### SUPPLIED DATA ###

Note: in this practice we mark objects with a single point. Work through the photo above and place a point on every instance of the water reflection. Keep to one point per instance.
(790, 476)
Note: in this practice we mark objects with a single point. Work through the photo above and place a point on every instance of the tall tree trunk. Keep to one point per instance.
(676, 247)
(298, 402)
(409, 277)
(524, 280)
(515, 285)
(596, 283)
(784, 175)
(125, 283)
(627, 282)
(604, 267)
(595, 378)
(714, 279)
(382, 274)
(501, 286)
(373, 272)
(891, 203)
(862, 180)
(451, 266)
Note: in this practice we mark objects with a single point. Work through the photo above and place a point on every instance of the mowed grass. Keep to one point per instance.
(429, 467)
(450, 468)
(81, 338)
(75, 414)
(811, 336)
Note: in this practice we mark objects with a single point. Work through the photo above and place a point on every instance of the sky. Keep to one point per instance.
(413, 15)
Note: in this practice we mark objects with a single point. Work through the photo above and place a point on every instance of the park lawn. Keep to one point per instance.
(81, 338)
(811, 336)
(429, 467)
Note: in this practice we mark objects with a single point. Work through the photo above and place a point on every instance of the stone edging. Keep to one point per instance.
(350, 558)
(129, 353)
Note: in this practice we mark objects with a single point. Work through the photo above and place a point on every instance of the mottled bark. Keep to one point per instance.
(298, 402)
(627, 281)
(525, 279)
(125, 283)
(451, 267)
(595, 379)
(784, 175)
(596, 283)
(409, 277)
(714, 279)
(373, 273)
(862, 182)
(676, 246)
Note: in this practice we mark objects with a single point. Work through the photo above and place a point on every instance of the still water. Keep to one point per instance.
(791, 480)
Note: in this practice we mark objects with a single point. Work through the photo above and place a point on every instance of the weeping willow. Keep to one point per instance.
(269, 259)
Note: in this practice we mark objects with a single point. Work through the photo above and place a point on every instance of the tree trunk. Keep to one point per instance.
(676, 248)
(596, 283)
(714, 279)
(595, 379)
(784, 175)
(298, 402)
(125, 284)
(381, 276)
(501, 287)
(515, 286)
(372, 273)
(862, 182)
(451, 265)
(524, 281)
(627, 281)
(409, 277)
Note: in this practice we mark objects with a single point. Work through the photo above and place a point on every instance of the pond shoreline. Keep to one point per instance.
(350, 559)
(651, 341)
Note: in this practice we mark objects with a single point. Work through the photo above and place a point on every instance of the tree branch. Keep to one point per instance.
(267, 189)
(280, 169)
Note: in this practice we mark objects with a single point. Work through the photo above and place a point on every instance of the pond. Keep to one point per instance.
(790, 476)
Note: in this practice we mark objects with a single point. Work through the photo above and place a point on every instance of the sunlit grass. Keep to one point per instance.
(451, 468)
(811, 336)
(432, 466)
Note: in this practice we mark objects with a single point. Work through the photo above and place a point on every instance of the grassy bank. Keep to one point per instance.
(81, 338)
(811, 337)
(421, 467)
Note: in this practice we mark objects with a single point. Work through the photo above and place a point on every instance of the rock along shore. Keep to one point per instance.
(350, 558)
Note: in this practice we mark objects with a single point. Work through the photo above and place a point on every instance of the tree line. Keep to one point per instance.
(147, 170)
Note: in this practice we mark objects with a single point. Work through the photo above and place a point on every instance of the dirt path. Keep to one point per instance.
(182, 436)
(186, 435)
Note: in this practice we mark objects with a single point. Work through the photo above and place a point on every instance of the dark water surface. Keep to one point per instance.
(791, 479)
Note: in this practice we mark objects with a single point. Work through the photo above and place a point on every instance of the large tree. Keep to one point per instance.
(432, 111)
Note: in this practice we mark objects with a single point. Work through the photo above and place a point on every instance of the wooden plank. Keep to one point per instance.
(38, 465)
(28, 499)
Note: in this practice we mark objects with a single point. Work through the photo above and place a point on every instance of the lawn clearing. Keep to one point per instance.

###

- TO DO
Would you repeat, exactly and with nothing added, every line from the line containing "plank. Keep to one point per instance." through the last line of the records above?

- SOLUTION FOR THIS EXERCISE
Note: in this practice we mark objects with a single point. Work through the photo above and place a point on every instance of the wooden plank. Keep to one point per instance.
(38, 465)
(28, 499)
Note: in this practice we mark objects with a single point. Work through the photo above and place a point on every instance of the lawn clearing. Keep to one point per instance.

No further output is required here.